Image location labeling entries
* * * *
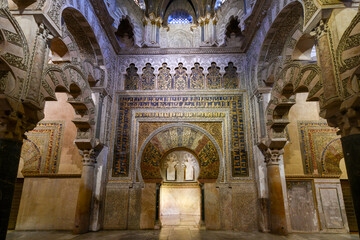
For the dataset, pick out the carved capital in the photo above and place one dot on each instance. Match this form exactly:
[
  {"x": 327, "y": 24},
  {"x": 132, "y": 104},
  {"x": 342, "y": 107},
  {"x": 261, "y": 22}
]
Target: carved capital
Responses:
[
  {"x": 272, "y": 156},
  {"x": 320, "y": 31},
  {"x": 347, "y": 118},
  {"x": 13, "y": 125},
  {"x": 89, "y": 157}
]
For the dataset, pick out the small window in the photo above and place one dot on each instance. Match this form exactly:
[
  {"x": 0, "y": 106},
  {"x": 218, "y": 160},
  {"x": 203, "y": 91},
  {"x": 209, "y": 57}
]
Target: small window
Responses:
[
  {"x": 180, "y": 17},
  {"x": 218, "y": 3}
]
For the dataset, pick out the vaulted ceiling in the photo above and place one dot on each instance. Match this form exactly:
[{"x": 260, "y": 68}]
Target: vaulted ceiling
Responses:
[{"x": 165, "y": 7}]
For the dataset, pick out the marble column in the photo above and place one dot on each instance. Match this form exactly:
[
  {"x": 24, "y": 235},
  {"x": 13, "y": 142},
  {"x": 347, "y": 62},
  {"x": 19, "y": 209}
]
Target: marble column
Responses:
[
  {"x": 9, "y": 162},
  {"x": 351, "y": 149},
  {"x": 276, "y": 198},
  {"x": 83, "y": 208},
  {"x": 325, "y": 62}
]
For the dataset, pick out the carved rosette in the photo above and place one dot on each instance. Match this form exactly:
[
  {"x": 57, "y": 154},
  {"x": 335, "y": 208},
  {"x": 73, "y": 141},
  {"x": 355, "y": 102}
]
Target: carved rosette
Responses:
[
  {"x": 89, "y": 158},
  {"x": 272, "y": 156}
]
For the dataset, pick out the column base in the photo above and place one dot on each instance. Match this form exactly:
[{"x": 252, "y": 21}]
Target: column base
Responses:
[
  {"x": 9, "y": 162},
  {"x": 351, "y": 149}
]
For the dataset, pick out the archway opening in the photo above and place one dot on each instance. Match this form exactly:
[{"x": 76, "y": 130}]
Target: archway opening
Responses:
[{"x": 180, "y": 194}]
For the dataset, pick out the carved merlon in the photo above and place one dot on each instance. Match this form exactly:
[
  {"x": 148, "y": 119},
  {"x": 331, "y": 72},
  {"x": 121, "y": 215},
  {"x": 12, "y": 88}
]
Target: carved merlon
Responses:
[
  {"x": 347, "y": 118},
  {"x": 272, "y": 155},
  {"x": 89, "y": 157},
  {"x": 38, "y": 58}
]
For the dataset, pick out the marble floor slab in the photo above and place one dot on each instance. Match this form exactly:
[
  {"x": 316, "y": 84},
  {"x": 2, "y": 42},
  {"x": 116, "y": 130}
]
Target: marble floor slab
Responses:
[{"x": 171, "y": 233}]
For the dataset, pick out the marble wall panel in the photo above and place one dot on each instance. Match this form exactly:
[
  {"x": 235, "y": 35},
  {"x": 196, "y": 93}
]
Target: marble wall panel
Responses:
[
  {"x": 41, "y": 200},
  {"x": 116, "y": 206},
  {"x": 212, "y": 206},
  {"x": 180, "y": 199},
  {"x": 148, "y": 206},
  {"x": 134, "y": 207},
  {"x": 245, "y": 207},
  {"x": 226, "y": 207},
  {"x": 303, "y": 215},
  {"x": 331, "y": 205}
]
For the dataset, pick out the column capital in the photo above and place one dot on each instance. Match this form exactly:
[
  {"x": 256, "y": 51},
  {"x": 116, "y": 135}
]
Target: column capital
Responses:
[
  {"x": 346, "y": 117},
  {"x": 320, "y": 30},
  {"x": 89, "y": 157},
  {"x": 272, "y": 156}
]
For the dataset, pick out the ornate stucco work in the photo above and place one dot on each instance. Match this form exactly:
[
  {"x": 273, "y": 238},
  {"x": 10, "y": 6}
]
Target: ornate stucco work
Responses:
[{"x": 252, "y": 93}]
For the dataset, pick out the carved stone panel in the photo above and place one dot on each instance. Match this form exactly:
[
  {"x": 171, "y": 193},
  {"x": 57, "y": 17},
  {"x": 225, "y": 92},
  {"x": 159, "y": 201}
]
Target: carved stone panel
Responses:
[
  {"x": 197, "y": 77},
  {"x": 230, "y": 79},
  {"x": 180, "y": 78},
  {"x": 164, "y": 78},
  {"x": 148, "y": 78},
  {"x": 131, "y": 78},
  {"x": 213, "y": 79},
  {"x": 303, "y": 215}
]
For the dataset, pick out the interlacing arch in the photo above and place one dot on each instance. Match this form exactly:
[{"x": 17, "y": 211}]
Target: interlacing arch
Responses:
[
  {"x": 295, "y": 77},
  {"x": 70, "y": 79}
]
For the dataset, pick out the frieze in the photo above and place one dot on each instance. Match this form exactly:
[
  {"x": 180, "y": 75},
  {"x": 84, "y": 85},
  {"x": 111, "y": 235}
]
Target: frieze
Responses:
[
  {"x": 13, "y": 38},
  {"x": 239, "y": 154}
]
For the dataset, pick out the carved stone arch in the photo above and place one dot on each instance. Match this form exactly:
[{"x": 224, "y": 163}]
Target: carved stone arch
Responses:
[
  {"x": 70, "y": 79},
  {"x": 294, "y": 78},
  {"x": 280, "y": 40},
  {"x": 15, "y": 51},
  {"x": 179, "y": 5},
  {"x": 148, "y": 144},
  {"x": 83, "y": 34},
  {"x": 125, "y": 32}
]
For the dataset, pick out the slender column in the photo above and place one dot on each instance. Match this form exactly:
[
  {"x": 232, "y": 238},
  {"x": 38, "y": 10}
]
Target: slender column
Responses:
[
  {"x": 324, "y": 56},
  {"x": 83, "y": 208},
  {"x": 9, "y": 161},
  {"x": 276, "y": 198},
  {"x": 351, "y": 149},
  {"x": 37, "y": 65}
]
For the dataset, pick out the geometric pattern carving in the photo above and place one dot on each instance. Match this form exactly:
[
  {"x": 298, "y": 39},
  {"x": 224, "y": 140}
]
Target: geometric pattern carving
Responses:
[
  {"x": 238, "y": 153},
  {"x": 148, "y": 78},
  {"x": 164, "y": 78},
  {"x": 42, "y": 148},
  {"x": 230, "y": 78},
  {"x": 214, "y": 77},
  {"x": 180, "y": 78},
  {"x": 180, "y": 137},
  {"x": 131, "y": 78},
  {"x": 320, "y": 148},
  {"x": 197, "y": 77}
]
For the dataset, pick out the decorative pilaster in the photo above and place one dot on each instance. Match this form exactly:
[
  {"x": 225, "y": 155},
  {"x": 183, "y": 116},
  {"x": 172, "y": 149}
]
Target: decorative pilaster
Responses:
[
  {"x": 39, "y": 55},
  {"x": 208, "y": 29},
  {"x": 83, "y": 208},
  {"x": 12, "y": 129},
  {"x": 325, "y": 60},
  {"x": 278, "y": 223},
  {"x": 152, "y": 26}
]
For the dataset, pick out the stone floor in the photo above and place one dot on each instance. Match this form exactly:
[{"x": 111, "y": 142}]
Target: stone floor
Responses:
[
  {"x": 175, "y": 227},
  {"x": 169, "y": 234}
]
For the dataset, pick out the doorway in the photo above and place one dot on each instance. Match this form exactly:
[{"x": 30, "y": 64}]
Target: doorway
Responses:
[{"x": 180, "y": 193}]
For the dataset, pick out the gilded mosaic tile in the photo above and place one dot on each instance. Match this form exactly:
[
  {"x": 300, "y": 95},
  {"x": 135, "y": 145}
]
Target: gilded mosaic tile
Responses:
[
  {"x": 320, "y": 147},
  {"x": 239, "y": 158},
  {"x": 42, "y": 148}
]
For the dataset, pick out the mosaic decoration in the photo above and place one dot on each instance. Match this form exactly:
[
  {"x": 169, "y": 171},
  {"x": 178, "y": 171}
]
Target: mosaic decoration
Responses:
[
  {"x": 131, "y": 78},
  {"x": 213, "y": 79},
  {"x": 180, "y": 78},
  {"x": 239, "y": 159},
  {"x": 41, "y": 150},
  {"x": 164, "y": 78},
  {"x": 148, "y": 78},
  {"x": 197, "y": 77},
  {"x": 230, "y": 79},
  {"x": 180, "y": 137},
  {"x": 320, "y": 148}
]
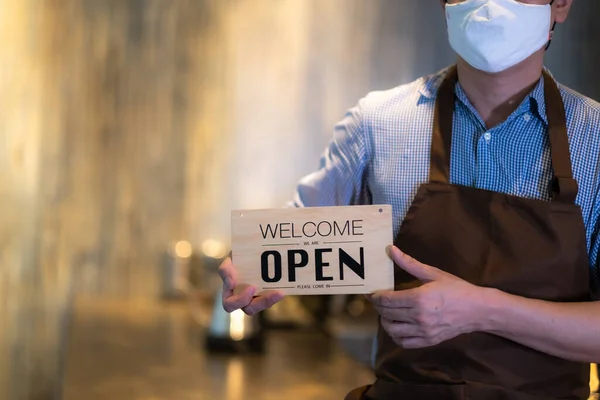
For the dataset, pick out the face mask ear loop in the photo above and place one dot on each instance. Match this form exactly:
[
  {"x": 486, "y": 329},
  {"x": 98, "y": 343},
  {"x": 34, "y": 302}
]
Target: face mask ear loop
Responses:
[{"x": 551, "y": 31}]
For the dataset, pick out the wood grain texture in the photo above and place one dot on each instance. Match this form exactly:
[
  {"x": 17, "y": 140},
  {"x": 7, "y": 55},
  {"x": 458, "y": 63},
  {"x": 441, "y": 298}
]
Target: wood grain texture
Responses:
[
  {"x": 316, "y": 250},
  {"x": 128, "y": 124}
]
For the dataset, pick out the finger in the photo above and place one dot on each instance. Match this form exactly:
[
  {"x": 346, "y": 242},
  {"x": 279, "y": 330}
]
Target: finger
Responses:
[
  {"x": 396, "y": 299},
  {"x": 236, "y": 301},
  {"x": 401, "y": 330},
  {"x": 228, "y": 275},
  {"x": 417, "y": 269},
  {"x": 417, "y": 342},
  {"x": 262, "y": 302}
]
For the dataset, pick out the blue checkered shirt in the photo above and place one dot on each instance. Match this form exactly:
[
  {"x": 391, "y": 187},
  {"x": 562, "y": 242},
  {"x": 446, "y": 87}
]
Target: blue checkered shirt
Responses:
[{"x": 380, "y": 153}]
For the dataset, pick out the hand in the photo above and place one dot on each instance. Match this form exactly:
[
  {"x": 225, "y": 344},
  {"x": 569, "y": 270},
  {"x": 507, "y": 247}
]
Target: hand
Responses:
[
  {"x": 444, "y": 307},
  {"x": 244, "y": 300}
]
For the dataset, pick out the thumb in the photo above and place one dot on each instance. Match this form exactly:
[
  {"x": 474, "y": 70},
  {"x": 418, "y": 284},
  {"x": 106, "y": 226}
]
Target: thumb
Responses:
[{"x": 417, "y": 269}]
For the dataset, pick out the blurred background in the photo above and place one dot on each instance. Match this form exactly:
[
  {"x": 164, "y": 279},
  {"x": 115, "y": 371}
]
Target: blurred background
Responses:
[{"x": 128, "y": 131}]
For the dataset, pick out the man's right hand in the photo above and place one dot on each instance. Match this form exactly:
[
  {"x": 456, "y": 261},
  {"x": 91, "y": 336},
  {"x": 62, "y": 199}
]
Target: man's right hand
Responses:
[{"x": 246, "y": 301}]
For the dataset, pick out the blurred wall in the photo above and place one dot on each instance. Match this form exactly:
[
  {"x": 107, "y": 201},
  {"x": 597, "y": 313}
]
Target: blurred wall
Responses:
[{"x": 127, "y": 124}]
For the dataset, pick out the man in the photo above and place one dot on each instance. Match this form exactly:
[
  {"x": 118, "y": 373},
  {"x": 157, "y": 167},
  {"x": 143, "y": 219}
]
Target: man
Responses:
* * * *
EXERCISE: Everything from the line containing "For the dataset, pick out the blurred background" to the end of the records must be written out exactly; include both of those lines and no others.

EXERCISE RESULT:
For the dataset, pick out the blurred background in the photo above and place one dot on each instance. Match this form exactly:
[
  {"x": 164, "y": 279},
  {"x": 115, "y": 371}
]
Target: blurred background
Responses:
[{"x": 128, "y": 131}]
For the dataset, pick out the man's right hand in the photo above and place one dot on each instance. Match this form exactly:
[
  {"x": 456, "y": 261},
  {"x": 91, "y": 336},
  {"x": 62, "y": 199}
]
Target: man's right hand
Responses:
[{"x": 246, "y": 301}]
For the dataset, pick out the blurred wall in the photo above and place one dot on each instance. Match this form exactly:
[
  {"x": 107, "y": 201},
  {"x": 597, "y": 313}
]
Target: blurred wall
Responses:
[{"x": 127, "y": 124}]
For the dataset, pick out the man in the photo above and place one dot on each instance. Match this form exactly:
[
  {"x": 118, "y": 373},
  {"x": 157, "y": 167},
  {"x": 143, "y": 219}
]
Target: man
Responses:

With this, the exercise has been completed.